### Problem description:
List every line of the records that contains the word "black".

[Data listing]
======

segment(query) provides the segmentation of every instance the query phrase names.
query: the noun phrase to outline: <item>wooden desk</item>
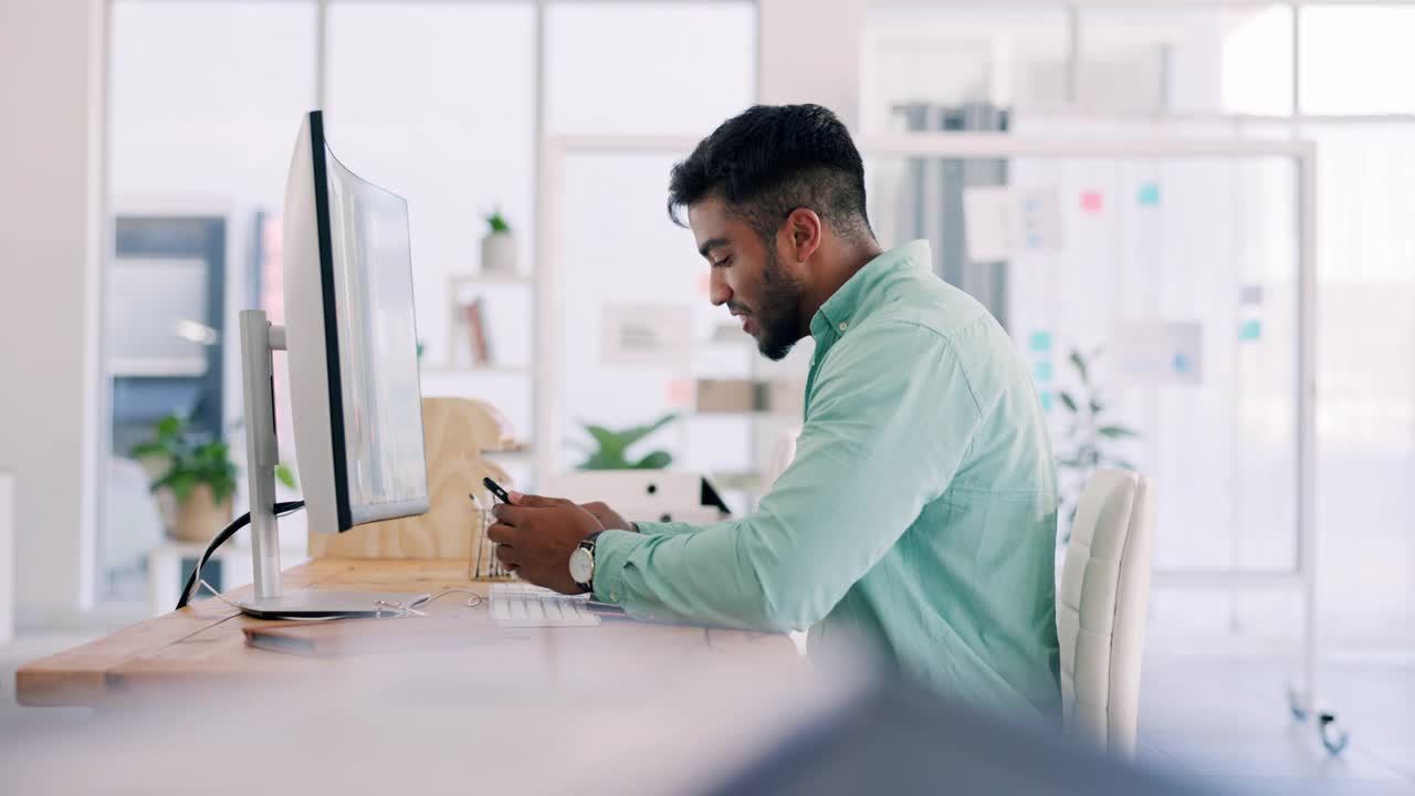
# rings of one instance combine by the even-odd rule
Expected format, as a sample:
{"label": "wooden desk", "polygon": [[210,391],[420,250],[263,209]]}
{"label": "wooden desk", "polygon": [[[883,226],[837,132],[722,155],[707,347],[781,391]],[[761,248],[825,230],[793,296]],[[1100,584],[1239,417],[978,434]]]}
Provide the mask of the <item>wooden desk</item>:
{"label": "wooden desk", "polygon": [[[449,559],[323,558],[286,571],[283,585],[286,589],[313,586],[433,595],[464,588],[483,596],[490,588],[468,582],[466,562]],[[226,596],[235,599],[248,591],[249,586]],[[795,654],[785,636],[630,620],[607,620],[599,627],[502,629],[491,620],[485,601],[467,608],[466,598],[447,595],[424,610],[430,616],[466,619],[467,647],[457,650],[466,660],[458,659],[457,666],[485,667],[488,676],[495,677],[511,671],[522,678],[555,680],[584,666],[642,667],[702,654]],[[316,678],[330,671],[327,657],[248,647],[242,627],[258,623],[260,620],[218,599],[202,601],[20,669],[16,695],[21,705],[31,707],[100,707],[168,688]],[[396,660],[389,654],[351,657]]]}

======

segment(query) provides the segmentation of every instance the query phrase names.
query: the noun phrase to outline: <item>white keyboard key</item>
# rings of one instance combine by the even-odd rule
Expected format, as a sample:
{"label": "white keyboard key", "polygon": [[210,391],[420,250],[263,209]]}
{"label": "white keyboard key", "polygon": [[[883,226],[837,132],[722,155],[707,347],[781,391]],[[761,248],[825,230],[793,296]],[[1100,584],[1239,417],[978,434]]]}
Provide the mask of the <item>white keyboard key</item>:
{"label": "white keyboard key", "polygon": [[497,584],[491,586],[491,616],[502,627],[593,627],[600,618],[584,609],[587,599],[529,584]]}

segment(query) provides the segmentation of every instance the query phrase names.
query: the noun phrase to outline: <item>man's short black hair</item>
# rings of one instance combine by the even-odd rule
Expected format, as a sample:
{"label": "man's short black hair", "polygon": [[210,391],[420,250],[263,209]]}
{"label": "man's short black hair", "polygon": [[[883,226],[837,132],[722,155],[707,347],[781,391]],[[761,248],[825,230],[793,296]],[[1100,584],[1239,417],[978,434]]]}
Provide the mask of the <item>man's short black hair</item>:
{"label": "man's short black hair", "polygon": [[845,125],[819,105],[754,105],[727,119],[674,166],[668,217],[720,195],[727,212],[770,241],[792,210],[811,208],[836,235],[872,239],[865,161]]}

======

### Answer to this exercise:
query: the noun phrase to outline: <item>man's short black hair</item>
{"label": "man's short black hair", "polygon": [[210,391],[420,250],[263,209]]}
{"label": "man's short black hair", "polygon": [[[883,226],[837,132],[722,155],[707,347],[781,391]],[[761,248],[825,230],[793,296]],[[1100,584],[1239,417],[978,434]]]}
Provide the mask of the <item>man's short black hair</item>:
{"label": "man's short black hair", "polygon": [[845,125],[819,105],[754,105],[727,119],[674,166],[668,217],[720,195],[727,212],[770,241],[792,210],[811,208],[836,235],[872,239],[865,161]]}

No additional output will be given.